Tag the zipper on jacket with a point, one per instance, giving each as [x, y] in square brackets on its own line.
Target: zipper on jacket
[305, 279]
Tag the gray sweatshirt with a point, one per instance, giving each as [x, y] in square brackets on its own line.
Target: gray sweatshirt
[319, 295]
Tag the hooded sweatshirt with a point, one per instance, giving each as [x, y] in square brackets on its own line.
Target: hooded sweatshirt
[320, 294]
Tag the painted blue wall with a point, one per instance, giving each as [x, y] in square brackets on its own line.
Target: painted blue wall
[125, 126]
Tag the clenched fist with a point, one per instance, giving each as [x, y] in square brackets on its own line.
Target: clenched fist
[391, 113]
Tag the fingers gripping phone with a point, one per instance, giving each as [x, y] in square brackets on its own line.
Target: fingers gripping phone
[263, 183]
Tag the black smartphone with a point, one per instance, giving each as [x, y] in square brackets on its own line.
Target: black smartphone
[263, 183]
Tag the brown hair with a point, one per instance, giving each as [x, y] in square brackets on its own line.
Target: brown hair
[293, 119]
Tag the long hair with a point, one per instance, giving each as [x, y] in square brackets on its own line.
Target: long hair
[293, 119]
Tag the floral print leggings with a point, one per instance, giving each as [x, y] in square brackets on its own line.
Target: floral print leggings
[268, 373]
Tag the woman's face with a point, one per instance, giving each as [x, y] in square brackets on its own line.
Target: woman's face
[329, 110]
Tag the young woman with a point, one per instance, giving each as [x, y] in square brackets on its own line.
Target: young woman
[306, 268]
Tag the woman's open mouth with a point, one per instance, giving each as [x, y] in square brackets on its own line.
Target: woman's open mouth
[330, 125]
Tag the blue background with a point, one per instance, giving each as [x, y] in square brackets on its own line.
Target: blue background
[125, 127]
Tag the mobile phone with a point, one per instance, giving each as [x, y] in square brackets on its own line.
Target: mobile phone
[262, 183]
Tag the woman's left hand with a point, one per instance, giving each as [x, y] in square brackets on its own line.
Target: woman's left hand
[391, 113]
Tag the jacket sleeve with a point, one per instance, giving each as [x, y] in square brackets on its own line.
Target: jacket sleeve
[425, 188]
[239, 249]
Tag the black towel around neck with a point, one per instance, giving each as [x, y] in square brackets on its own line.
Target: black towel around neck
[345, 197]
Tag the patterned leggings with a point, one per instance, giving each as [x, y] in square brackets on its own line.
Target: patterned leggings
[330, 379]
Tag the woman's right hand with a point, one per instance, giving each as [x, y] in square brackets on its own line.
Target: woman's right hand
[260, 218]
※
• **TASK**: Swap "Tag" for "Mark" everywhere it occurs in the records above, and give all the records again with nothing else changed.

• **RESPONSE TO THIS TASK**:
Mark the zipper on jacket with a point, one per instance, giving each as [x, y] in square brackets on its own line.
Target: zipper on jacket
[305, 279]
Mark the gray sweatshirt with a point, one per instance, giving each as [x, y] in square brackets on its own line.
Target: gray sweatshirt
[319, 295]
Mark the hooded sweatshirt with a point, one per instance, giving each as [x, y] in square brackets on its own line.
Target: hooded sweatshirt
[320, 294]
Mark the painted blue wall with a point, one per instance, giving each as [x, y] in square brackets on its own line.
Target: painted blue wall
[125, 126]
Mark the clenched fist with a point, one per instance, giving each as [x, y] in square brackets on its own line.
Target: clenched fist
[391, 113]
Mark the fingers gripping phone with a point, one per instance, giving each as [x, y] in square brackets on its own line.
Target: fingers gripping phone
[263, 183]
Mark the black smartphone with a point, one per instance, giving each as [x, y] in square brackets on its own line.
Target: black smartphone
[263, 183]
Mark the brown hair with a point, one per instance, giving each as [x, y] in square brackets on its own line.
Target: brown hair
[293, 119]
Mark the long hair with a point, one per instance, giving each as [x, y] in square brackets on its own line.
Target: long hair
[293, 119]
Mark the floral print leggings with a point, one per instance, giving each as [x, y] in square brackets on its own line.
Target: floral print leggings
[268, 373]
Mark the woman's face with a point, one per instance, giving each as [x, y] in square brackets on its own line.
Target: woman's face
[329, 110]
Mark the young woman with a point, one per instance, giving each as [x, y] in square brackets on its own line.
Target: young woman
[306, 268]
Mark the woman's open mouth with a point, one per instance, giving each as [x, y] in square brackets on its own line.
Target: woman's open mouth
[330, 125]
Mark the blue background with a point, one per instance, giving each as [x, y] in square brackets on its own line.
Target: blue background
[125, 127]
Mark the mobile phone with a point, one per instance, giving each as [x, y] in square brackets on its own line.
Target: mobile phone
[262, 183]
Mark the woman's left hand with a point, one per instance, giving each as [x, y] in square brackets on its own line.
Target: woman's left hand
[391, 113]
Mark the jacket sleeve with a point, one per instance, giving each as [x, y] in square brackets on its own line.
Target: jacket sleeve
[425, 188]
[239, 249]
Mark the black towel around neck with a point, one per instance, giving each as [x, y] in square brackets on its own line.
Target: black towel around neck
[345, 197]
Mark the patterned leggings with a point, one per instance, giving each as [x, y] in square brackets on its own line.
Target: patterned leggings
[330, 379]
Mark the woman's right hand with a point, one per instance, giving each as [x, y] in square brackets on its own line.
Target: woman's right hand
[260, 218]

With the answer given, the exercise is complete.